**Provided text**
::::

Historic barn inspires a new restaurant in Bartlett
Le P'tit is a bar and eatery concept that founder Rakesh Chopra hopes to not only be the talk of Bartlett, but also the state.
Bartlett's village board discussed the proposal earlier this week, but it still has to clear the village's plan commission and zoning board as well as complete some site work.
Chopra's proposed restaurant is inspired by French and Spanish culture and cuisine. Along with drinks and tapas, it will have fresh crepes, and grill-to-plate offerings during the warmer months.
Chopra said he wants to create a quaint and peaceful ambience, an environment where people can relax and connect with one another. He also hopes to host live entertainment outdoors once in a while, too.
The restaurant will be housed in a barn built in 1882. Designated a historical building by the Bartlett Historical Society, it has been owned by Jan and Bruce Suffern for nearly 39 years.
During that time, it has served many functions. At one point it was the location for the Jaycees' haunted housed for a stint, and most recently it was an antique mall.
Jan Suffern said they began noticing a change in demand and interest after the pandemic, and were interested in doing something new with the property. She said they wanted to work with Chopra because he is a "risk taker" and a "brilliant chef."
Ideas for Le P'tit began eight months ago, Chopra said.
They are working on a number of renovations, from windows and doors to the flooring and the bar. To comply with city requirements, they also must build two bathrooms and establish a water and sewer service connection.
The pandemic has been a challenge, though. Chopra has lost money, taken out loans and acquired debt for renovations, but it doesn't stop him.

::::

**Material supplied**

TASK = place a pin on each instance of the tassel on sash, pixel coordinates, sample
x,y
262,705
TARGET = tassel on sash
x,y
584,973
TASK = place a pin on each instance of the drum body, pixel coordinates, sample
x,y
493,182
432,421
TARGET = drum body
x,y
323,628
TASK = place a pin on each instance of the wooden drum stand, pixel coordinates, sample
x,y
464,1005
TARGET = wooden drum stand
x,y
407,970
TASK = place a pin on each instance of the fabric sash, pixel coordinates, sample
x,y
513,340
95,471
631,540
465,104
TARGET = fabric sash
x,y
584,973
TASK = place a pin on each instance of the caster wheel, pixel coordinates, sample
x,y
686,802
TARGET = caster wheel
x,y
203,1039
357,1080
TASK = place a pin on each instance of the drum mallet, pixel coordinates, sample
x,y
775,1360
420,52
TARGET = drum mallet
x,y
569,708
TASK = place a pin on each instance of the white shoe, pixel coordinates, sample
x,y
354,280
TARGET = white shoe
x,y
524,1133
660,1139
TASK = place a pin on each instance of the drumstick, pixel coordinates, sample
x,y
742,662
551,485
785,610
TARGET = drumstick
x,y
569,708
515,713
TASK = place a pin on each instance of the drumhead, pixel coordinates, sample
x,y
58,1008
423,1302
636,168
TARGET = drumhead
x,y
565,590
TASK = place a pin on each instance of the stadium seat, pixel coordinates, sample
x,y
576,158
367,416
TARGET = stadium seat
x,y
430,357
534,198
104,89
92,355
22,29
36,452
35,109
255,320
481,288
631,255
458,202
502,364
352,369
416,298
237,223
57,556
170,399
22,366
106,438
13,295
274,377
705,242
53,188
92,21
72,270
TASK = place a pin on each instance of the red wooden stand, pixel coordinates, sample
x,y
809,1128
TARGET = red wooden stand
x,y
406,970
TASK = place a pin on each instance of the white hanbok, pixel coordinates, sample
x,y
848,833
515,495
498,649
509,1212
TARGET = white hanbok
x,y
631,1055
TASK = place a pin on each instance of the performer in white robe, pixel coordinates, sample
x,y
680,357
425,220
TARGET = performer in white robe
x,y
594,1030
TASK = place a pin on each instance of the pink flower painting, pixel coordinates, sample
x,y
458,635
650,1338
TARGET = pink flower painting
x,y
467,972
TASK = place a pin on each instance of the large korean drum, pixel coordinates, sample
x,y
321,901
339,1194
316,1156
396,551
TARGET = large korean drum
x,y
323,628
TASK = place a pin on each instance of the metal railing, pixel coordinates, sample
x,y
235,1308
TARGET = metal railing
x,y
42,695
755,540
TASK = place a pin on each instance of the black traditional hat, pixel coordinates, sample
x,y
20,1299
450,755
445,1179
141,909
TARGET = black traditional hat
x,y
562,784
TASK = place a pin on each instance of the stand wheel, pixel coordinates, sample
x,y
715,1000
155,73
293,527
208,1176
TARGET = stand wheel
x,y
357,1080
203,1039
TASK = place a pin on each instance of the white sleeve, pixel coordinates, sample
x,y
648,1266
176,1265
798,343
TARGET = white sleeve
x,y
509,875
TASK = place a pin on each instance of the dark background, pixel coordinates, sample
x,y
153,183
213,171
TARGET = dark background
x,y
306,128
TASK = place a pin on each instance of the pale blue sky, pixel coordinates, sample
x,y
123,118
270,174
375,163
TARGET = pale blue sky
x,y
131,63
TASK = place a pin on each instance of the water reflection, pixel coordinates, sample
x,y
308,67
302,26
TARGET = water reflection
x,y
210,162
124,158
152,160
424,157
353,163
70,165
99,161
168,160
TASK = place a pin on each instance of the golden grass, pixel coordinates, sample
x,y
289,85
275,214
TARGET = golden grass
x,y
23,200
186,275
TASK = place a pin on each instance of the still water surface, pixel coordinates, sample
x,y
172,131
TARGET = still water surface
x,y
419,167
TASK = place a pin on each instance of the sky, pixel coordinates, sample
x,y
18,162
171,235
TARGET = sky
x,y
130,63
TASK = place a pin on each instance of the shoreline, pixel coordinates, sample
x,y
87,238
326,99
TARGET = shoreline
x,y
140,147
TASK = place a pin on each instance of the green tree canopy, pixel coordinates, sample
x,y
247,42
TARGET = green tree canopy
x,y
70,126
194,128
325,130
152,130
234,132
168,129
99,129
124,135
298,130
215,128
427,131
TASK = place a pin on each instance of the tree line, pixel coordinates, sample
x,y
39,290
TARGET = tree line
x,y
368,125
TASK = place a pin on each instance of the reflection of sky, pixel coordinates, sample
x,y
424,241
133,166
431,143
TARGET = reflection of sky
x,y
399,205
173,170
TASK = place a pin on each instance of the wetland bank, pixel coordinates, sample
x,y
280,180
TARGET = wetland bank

::::

**Exercise prompt**
Answer these questions from the Bartlett restaurant article:
1. In what year was the barn built?
2. What was the barn most recently used as?
3. According to Chopra, how long ago did ideas for Le P'tit begin?
You don't need the records for the task.

**Exercise response**
1. 1882
2. An antique mall
3. Eight months ago